--- Document ---

Ces nouvelles voix rallient la dissidence pour affirmer que «Ouyahia est allé trop loin dans son coup d’Etat et la stratégie s’avère peu productive». Bien qu’ils veulent pour l’instant garder l’anonymat «pour ne pas exposer le mouvement à un émiettement précoce», ils nous font savoir qu’«en accaparant le parti, Ouyahia a créé un nouveau RND, ce qui favorise et facilite la scission». Dans un écrit qui nous a été transmis, ils notent que «le RND organise, les 3 et 4 juin prochains, la première session du Conseil national, depuis le congrès extraordinaire tenu au début du mois de mai, dans une ambiance très instable pour le parti, marquée par de nombreux départs et démissions de ses vrais militants».

Nouvelle vague de dissidence à Ouyahia

Ils tiennent à rappeler que «les conditions du déroulement du congrès extraordinaire, transformé bizarrement en congrès ordinaire et où Ouyahia a tout confisqué, se traduisent par un malaise profond sur le terrain». Une transformation qu’ils qualifient «d’illégale pour qu’il s’assure d’être toujours à la tête d’un grand parti en 2019». Les dissidents à Ouyahia dénoncent «des départs massifs de militants au niveau d’Alger, d’Oran, Constantine, Bel Abbès…, y compris parmi ceux de la première heure, vers d’autres partis, en particulier vers le MPA de Benyounès. »Ils font part, en outre, de «demandes de retrait de confiance des responsables locaux dans de nombreuses wilayas». Et aussi des «suspensions totales des activités ou carrément des bureaux fermés alors que la période post-congrès devrait être plus animée pour réorganiser le parti et adapter ses structures aux nouveaux textes».

Cette nouvelle vague de dissidence contre Ouyahia pense, comme déjà avancé par des analystes, que «le recentrage du parti autour de sa personne relève clairement de sa stratégie d’utiliser, seul, la carte RND pour négocier l’accès à la présidence de la République au moment voulu». Ils rappellent «la fermeture hermétique de l’organisation du congrès» puisque, écrivent-ils, «c’est lui qui en a présidé la préparation, l’organisation et la conduite, ceci par la désignation par ses soins des 48 chefs de délégation, donc acquis totalement à sa cause et l’exclusion au départ de ceux qui ne le sont pas». Ouyahia a continué, selon eux, sa purge des rangs de ses détracteurs en, notent-ils, «excluant du Conseil national toux ceux qui l’ont contredit par le passé et ceux susceptibles de le contredire». Il a ainsi pris le soin, affirment-ils, «d’éliminer des listes certains cadres alors qu’ils ont été élus dans leur wilaya». Il a aussi, disent-ils encore, «exclu massivement du Conseil de la nation des cadres, membres fondateurs du RND, moudjahidine, enfants de chouhada, ministres (présents ès qualité uniquement), anciens ministres, anciens députés et sénateurs, hauts fonctionnaires, universitaires…».

---

**Exercice proposé**
Selon le document, à quelles dates le RND tient-il la première session du Conseil national depuis le congrès extraordinaire ? Les données ne présentent aucun lien avec le document.

--- Données fournies ---

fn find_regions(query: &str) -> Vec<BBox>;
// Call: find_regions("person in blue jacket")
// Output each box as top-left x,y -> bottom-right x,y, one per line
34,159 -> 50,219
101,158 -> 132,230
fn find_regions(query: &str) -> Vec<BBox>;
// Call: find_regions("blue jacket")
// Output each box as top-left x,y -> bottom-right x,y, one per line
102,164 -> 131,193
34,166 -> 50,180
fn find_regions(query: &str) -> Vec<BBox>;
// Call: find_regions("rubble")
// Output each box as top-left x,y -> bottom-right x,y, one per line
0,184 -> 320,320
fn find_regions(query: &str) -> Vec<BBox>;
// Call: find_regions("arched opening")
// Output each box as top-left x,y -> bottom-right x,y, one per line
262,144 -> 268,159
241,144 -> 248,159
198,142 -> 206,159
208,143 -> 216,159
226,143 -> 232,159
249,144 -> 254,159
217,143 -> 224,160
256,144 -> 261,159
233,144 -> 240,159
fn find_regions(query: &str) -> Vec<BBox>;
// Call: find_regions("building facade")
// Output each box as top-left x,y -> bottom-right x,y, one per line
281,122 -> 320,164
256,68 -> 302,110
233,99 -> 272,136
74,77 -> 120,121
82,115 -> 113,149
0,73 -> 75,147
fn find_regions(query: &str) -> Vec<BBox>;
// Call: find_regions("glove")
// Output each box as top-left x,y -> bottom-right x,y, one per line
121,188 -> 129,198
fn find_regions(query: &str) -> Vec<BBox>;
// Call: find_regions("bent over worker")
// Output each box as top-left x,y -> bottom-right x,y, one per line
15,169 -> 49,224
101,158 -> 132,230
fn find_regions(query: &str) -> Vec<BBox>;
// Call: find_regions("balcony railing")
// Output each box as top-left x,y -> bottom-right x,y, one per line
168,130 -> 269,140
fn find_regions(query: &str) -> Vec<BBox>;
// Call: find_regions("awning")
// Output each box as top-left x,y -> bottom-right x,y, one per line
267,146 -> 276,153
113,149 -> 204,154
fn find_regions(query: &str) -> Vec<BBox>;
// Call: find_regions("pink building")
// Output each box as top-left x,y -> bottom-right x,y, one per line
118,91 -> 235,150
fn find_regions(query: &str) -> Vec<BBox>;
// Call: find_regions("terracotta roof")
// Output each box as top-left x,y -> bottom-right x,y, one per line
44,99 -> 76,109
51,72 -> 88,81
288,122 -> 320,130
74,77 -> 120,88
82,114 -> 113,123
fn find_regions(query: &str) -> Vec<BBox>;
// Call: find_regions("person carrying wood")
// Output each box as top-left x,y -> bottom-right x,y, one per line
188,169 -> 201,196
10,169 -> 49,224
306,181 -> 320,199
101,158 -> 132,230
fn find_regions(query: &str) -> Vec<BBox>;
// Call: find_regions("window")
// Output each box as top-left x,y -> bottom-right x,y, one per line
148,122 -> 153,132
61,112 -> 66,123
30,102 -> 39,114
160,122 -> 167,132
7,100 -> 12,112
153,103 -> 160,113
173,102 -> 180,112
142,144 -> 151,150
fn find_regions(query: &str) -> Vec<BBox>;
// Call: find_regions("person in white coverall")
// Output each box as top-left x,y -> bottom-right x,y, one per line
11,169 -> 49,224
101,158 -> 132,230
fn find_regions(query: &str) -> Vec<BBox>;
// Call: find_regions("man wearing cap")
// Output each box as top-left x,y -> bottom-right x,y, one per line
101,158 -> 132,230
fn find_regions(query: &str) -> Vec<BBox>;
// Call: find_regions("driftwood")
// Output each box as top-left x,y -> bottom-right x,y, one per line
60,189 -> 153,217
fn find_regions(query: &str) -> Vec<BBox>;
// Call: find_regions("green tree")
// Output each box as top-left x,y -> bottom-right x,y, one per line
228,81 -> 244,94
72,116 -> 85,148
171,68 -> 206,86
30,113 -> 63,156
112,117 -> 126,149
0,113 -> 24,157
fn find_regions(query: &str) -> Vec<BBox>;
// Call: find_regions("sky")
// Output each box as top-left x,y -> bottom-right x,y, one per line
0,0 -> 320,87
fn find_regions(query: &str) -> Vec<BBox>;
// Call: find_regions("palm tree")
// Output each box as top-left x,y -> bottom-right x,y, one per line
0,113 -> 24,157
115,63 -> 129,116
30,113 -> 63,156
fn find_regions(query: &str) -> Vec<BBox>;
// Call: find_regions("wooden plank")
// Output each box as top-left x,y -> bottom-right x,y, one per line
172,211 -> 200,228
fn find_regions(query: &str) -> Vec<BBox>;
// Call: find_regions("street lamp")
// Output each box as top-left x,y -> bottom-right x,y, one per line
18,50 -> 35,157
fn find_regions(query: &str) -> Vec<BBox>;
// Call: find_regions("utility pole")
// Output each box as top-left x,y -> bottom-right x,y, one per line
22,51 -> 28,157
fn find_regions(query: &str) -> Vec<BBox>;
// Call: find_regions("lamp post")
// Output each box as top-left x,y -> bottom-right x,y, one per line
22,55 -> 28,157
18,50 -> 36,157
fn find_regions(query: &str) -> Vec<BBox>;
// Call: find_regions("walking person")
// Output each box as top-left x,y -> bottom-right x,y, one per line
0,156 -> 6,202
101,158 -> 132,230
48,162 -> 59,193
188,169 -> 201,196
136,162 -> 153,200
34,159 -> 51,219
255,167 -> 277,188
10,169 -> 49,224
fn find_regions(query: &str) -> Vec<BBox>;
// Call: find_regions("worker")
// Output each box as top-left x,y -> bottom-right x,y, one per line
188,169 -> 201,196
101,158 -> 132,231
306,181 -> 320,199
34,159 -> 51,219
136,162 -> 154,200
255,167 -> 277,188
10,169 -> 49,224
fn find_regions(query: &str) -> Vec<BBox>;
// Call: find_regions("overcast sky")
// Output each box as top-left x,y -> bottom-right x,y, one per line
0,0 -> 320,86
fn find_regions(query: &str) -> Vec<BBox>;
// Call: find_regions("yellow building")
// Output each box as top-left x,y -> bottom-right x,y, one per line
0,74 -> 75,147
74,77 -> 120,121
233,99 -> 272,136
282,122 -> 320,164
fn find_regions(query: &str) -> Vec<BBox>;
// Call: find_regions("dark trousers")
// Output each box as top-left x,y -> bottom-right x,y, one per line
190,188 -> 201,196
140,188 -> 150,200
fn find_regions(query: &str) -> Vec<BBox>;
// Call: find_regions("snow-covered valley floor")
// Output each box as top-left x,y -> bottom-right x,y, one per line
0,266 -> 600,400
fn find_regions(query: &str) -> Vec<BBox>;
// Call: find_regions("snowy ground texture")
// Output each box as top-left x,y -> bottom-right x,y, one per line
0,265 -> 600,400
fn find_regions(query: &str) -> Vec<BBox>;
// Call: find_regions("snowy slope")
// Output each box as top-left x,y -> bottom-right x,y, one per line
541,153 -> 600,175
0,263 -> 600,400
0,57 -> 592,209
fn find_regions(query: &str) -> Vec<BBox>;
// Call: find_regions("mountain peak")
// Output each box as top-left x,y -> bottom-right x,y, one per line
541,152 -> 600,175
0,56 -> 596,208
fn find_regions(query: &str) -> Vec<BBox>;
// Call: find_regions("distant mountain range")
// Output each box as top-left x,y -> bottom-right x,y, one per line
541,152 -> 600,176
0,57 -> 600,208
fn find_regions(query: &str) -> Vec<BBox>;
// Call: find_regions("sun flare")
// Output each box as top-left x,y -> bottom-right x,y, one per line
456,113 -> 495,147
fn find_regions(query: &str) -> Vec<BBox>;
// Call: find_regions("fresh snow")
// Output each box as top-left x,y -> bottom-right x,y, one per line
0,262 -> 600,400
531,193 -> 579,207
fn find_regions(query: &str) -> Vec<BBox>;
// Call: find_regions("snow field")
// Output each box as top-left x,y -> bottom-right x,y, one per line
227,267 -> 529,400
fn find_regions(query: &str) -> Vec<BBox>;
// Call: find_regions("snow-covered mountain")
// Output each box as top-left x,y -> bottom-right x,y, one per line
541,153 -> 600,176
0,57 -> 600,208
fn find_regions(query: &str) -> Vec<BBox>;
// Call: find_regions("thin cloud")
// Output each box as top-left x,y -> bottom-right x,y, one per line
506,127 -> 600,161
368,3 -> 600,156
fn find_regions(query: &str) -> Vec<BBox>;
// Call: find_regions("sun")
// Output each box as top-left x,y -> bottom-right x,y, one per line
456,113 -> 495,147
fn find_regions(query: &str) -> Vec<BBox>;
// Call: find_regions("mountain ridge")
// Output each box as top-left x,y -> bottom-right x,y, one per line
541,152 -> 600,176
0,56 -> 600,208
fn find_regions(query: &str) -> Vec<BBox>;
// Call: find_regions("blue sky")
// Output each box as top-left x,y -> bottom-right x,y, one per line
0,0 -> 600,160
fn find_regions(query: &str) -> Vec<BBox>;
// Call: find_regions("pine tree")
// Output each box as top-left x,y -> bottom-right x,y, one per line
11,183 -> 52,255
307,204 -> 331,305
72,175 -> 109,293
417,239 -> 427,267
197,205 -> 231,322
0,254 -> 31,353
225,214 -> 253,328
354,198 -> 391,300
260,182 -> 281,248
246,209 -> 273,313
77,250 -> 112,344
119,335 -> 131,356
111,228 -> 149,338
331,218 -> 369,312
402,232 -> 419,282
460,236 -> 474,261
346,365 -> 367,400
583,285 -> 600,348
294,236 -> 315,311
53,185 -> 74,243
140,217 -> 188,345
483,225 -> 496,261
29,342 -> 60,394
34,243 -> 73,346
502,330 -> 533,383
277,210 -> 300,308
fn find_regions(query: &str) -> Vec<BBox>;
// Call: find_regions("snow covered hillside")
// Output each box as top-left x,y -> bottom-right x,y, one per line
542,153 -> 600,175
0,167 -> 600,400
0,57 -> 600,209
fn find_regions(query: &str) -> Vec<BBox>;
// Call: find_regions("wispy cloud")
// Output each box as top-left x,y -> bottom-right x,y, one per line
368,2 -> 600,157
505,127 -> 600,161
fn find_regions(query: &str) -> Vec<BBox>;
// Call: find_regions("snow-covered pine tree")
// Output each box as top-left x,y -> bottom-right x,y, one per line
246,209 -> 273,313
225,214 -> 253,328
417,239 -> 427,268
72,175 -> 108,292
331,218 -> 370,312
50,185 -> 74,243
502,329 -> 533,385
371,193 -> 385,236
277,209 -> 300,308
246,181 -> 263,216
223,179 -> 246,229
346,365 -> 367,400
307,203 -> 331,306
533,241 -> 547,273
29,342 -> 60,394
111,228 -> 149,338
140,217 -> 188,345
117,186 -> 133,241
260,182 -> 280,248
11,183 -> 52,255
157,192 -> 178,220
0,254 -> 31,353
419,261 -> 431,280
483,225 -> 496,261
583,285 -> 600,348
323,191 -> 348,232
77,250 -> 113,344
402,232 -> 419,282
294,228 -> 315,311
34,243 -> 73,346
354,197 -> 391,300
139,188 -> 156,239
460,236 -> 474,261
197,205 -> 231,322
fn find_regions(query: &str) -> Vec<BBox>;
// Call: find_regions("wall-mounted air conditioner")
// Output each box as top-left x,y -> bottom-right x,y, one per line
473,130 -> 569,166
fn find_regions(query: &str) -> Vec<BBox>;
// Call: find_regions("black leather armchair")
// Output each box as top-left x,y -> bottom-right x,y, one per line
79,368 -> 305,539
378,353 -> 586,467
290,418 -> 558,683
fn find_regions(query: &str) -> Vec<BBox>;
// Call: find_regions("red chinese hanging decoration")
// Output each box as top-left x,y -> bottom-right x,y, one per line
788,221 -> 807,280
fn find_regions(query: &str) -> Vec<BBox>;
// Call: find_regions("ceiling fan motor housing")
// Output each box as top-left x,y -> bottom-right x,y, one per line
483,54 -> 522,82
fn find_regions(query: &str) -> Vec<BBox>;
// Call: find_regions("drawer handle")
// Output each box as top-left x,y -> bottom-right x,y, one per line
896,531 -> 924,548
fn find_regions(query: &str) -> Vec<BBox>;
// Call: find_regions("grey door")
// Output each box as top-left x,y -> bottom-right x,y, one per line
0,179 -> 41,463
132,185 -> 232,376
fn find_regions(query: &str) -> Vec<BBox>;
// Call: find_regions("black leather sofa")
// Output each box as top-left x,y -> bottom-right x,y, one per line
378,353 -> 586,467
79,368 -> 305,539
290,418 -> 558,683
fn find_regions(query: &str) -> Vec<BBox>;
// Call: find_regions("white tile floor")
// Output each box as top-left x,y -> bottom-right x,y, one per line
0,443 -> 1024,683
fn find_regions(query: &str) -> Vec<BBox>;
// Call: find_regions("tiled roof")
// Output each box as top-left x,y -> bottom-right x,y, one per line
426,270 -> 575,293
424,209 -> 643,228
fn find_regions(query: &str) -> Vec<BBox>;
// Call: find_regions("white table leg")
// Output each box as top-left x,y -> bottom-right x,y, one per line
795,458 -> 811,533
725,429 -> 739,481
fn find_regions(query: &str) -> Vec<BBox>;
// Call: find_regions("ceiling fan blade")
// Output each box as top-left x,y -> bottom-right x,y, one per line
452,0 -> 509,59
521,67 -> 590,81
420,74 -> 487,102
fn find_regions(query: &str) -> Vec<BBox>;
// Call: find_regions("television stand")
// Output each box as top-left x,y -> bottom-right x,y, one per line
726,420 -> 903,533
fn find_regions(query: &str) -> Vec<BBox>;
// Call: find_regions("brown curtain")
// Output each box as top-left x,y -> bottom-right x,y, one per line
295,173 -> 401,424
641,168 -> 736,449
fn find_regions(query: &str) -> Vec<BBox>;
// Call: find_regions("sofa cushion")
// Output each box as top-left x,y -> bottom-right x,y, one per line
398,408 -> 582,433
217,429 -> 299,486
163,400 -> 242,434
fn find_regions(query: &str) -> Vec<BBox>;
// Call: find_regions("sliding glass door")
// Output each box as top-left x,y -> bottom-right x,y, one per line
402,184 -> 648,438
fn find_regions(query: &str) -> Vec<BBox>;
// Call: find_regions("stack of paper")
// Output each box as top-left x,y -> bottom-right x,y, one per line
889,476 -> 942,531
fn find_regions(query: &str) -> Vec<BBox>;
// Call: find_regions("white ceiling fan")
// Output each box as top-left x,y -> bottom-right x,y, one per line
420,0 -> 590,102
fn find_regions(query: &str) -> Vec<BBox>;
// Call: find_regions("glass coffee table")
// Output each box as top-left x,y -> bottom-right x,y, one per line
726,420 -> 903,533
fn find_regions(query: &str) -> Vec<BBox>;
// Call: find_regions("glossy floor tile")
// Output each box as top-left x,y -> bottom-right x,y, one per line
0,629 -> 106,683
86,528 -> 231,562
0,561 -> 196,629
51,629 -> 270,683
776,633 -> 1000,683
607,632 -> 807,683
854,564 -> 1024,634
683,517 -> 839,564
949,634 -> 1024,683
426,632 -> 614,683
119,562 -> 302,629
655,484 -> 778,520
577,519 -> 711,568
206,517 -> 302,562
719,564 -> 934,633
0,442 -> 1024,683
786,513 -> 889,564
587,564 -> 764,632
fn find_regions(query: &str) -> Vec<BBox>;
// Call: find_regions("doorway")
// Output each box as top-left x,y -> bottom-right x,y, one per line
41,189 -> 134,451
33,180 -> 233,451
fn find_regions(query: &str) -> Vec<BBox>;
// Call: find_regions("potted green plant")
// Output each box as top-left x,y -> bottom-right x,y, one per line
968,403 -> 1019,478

---

**Corrigé**
Les 3 et 4 juin prochains.